■ Page ■
The Apache Hive ™ data warehouse software facilitates reading, writing, and managing large datasets residing in distributed storage using SQL. It helps in projecting structure on data already present in a storage.
Apache Hive supports following data types:
Numeric Types: TINYINT, SMALLINT, INT, BIGINT, FLOAT
Date/Time Types: TIMESTAMP, DATE, INTERVAL
String Types: STRING, VARCHAR, CHAR
Misc Types: BOOLEAN, BINARY
Complex Types: arrays, maps, structs, union
Numeric Types in Apache Hive are:
TINYINT: (1-byte signed integer, from -128 to 127)
SMALLINT: (2-byte signed integer, from -32,768 to 32,767)
INT/INTEGER: (4-byte signed integer, from -2,147,483,648 to 2,147,483,647)
BIGINT: (8-byte signed integer, from -9,223,372,036,854,775,808 to 9,223,372,036,854,775,807)
Float Types in Apache Hive are:
FLOAT (4-byte single precision floating point number)
DOUBLE (8-byte double precision floating point number)
DOUBLE PRECISION (alias for DOUBLE, only available starting with Hive 2.2.0)
DECIMAL Introduced in Hive 0.11.0 with a precision of 38 digits
NUMERIC (same as DECIMAL, starting with Hive 3.0.0)
Date/Time Types in Apache Hive are:
TIMESTAMP: Only available starting with Hive 0.8.0
DATE: Only available starting with Hive 0.12.0
INTERVAL: Only available starting with Hive 1.2.0
String Types in Apache Hive are:
STRING
VARCHAR: Only available starting with Hive 0.12.0
CHAR: Only available starting with Hive 0.13.0
Misc Types in Apache Hive are:
BOOLEAN
BINARY: Only available starting with Hive 0.8.0
Complex Types in Apache Hive are:
arrays: ARRAY<data_type> (Note: negative values and non-constant expressions are allowed as of Hive 0.14.)
maps: MAP<primitive_type, data_type> (Note: negative values and non-constant expressions are allowed as of Hive 0.14.)

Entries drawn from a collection
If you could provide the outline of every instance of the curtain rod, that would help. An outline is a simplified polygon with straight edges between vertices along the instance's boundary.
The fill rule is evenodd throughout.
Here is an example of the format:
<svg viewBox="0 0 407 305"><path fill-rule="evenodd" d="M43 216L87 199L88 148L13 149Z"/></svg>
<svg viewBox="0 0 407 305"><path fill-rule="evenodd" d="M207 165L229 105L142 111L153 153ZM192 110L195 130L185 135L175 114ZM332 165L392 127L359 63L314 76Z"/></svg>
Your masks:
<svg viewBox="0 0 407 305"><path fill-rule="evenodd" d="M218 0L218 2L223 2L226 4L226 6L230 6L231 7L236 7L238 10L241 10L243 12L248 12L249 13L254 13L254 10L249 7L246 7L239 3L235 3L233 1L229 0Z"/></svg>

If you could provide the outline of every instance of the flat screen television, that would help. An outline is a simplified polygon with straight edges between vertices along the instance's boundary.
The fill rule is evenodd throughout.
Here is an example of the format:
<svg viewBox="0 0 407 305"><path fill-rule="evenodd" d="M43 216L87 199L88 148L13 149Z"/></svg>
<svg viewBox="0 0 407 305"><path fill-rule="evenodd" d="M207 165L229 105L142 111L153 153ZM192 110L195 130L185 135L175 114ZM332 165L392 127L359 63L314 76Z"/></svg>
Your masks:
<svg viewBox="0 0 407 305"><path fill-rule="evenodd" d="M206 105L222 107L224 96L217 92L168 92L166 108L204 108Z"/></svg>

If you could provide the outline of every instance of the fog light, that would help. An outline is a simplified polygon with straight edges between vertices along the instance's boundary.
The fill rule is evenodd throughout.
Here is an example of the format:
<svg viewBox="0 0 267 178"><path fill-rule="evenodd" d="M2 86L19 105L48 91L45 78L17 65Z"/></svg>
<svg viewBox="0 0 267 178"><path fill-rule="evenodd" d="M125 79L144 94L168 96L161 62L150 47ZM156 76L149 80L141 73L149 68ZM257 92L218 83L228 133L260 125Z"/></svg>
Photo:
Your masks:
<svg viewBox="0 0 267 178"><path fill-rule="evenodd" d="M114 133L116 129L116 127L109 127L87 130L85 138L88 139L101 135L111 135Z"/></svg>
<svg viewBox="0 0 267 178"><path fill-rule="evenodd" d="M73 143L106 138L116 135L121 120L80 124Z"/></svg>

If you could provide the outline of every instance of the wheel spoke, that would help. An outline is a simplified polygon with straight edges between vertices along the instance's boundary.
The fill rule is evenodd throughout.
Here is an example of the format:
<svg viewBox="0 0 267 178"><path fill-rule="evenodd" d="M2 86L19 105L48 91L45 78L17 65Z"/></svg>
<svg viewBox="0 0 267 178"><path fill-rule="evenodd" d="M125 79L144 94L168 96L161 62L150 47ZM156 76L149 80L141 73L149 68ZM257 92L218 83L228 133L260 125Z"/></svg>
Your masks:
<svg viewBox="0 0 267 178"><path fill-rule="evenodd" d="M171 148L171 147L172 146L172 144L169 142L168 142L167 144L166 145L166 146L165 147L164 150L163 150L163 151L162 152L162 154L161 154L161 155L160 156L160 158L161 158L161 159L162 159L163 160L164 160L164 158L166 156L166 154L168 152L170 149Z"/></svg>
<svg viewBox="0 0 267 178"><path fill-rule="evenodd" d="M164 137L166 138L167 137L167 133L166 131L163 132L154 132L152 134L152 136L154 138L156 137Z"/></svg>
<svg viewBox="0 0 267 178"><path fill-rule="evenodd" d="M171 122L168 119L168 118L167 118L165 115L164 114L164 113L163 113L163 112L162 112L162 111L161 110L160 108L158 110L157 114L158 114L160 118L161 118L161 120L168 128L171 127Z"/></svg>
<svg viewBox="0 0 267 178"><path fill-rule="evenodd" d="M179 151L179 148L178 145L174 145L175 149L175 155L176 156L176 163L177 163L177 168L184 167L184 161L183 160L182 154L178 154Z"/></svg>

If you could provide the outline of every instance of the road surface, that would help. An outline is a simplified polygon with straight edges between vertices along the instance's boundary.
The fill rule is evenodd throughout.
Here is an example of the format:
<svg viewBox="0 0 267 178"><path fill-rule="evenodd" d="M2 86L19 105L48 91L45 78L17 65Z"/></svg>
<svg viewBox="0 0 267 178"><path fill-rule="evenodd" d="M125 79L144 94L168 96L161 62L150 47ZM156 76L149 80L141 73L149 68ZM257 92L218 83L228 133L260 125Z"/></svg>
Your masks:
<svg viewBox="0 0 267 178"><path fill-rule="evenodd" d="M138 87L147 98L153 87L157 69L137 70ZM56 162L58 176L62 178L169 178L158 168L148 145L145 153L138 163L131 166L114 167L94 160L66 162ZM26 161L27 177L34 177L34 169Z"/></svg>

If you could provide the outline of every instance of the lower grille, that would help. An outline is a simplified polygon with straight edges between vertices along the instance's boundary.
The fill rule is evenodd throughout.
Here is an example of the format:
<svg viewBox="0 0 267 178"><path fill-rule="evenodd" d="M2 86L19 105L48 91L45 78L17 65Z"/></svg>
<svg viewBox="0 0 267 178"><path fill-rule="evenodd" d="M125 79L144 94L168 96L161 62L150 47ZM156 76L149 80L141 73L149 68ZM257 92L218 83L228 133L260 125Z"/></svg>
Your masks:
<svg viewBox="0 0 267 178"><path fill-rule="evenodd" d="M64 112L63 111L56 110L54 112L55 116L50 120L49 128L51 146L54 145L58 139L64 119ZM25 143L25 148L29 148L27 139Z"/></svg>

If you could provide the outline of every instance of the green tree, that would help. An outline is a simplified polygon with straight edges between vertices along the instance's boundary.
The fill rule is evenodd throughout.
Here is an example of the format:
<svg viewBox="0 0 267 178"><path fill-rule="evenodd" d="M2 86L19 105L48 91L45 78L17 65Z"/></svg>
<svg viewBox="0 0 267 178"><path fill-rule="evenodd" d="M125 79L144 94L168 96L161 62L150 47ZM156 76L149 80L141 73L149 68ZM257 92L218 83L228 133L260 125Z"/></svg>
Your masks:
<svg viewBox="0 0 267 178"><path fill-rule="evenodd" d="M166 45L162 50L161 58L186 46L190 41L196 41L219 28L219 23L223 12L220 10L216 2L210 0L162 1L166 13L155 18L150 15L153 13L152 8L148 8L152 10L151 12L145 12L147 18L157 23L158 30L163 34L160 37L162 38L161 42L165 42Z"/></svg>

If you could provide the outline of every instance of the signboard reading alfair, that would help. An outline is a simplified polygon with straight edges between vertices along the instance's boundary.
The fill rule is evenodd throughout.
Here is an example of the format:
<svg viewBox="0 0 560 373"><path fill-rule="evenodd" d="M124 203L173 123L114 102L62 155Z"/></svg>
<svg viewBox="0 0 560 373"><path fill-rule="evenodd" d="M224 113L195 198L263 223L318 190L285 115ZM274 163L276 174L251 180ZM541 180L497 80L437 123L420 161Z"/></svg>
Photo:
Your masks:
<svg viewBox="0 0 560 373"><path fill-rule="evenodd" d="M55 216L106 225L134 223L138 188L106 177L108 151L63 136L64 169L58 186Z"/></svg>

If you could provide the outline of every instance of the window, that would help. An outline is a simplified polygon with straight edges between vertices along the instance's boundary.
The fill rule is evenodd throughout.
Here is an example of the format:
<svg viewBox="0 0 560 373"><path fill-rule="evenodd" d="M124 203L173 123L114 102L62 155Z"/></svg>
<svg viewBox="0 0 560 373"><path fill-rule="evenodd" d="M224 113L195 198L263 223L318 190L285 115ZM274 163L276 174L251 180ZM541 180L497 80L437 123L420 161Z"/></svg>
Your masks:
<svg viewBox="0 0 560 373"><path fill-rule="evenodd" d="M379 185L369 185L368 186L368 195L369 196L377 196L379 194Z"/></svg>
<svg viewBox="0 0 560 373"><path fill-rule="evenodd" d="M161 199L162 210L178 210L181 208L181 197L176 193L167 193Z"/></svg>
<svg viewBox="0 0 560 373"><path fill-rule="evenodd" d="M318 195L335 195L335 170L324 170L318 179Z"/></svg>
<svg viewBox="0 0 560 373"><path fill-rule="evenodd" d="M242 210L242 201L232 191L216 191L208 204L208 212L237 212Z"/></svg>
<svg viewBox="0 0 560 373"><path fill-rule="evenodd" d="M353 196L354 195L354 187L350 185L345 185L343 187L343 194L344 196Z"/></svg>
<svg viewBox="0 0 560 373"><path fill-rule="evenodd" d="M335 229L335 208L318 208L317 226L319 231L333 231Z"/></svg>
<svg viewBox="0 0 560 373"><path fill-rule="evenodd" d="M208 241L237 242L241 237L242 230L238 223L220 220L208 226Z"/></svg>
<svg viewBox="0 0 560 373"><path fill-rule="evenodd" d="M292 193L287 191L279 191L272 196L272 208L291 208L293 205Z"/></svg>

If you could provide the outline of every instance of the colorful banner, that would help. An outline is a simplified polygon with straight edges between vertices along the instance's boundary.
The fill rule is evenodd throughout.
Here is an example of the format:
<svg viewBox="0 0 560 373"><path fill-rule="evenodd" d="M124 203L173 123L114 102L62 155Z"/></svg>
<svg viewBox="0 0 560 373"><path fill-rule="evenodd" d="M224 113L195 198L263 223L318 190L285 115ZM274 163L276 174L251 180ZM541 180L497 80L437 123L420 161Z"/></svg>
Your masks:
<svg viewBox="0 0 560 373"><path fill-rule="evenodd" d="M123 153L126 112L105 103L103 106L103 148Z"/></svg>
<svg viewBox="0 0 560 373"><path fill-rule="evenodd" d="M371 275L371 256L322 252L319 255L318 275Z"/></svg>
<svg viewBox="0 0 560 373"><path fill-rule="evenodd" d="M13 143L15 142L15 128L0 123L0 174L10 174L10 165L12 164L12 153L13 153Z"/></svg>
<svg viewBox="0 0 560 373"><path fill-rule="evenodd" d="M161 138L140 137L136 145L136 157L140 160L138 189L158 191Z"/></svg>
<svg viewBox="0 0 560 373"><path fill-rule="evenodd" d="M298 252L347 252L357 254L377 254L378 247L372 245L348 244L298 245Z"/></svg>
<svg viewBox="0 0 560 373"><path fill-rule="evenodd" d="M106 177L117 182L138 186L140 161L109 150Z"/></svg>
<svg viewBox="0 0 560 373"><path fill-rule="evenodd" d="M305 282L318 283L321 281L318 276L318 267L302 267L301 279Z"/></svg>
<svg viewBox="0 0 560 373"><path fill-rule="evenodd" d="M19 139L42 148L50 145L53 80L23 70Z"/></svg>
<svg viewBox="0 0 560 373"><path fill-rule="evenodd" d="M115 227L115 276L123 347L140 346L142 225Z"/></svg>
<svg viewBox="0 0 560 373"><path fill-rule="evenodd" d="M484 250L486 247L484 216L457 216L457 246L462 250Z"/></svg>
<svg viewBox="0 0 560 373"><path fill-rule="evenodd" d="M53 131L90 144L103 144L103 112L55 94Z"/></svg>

■ Problems to work on ■
(a) Switch "BIGINT" to "LONG" and give the Apache Hive data types text again, starting at "INT/INTEGER: (4-byte signed" and ending at "-9,223,372,036,854,775,808 to 9,223,372,036,854,775,807)".
(b) According to the Apache Hive data types text, answer yes or no to each statement and quote the deciding words: (i) DATE is available starting with Hive 0.12.0. (ii) CHAR is available starting with Hive 0.12.0. (iii) DOUBLE is a 4-byte floating point number.
(c) Extend the Apache Hive data types text past its last line.

■ Answers to the problems ■
(a)
INT/INTEGER: (4-byte signed integer, from -2,147,483,648 to 2,147,483,647)
LONG: (8-byte signed integer, from -9,223,372,036,854,775,808 to 9,223,372,036,854,775,807)

(b)
(i) Yes: "DATE: Only available starting with Hive 0.12.0"
(ii) No: "CHAR: Only available starting with Hive 0.13.0"
(iii) No: "DOUBLE (8-byte double precision floating point number)"

(c)
structs: STRUCT<col_name : data_type [COMMENT col_comment], …>
union: UNIONTYPE<data_type, data_type, …> (Note: Only available starting with Hive 0.7.0.)
HiveQL DDL statements are as follows:
CREATE DATABASE/SCHEMA, TABLE, VIEW, FUNCTION, INDEX
DROP DATABASE/SCHEMA, TABLE, VIEW, INDEX
TRUNCATE TABLE
ALTER DATABASE/SCHEMA, TABLE, VIEW
HiveQL DDL statements are as follows:
MSCK REPAIR TABLE (or ALTER TABLE RECOVER PARTITIONS)
SHOW DATABASES/SCHEMAS, TABLES, TBLPROPERTIES, VIEWS, PARTITIONS, FUNCTIONS, INDEX[ES], COLUMNS, CREATE TABLE
DESCRIBE DATABASE/SCHEMA, table_name, view_name, materialized_view_name
Hive supports following DML statements:
LOAD
INSERT
UPDATE
DELETE
MERGE
A SELECT statement can be part of a union query or a subquery of another query.
table_reference indicates the input to the query.
It can be a regular table, a view, a join construct or a subquery.
Table names and column names are case insensitive.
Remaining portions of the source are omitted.